Reproduce the lines of the records below, starting at the line that contains "of the high-heeled" and ending at the last line of the records.
-- Start of The records --
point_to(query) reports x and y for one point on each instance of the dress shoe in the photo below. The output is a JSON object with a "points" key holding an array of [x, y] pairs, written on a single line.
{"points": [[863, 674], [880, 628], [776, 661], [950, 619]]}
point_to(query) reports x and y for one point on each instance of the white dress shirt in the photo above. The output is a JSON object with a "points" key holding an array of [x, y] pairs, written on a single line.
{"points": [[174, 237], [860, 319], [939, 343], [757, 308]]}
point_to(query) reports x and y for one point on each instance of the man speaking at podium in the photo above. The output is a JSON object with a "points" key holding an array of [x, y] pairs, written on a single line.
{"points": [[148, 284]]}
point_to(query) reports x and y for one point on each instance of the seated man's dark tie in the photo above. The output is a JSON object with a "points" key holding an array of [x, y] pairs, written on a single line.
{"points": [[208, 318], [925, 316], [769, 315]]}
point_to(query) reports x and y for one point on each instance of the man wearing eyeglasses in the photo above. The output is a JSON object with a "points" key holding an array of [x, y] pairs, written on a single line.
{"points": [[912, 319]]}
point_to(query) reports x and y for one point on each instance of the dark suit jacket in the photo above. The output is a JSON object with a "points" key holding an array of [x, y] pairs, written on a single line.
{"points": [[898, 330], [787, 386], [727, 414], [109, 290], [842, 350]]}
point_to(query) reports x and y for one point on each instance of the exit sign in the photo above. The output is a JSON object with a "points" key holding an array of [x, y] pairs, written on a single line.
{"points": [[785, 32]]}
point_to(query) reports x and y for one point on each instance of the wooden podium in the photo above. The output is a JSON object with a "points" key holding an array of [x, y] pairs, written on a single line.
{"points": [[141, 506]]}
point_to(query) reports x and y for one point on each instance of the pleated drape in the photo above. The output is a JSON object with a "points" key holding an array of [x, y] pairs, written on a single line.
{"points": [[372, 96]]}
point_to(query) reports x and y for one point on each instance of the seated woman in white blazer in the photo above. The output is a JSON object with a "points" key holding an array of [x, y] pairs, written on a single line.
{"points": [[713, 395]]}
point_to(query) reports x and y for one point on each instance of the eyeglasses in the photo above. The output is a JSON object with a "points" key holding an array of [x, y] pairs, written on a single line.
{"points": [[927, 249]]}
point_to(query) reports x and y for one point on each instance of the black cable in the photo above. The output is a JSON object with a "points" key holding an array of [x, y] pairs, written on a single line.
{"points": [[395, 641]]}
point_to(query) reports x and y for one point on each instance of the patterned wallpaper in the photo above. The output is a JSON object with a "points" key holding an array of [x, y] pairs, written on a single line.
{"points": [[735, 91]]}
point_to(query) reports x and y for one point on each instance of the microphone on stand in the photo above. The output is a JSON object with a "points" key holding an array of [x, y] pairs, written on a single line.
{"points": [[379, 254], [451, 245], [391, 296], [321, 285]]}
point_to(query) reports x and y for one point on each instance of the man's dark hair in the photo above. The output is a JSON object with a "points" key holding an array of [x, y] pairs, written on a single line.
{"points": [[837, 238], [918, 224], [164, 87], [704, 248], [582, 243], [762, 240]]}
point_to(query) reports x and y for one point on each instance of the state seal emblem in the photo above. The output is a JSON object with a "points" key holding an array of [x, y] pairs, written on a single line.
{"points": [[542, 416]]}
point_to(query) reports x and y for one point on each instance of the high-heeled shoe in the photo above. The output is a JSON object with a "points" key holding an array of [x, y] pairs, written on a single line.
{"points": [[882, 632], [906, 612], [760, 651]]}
-- End of The records --
[Output for this exercise]:
point_to(query) reports x and y for one point on each instance of the high-heeled shoe in the photo above. The output is a JSON object with a "points" key holding an array of [x, y] pairs, written on a single line.
{"points": [[882, 632], [906, 612], [760, 651]]}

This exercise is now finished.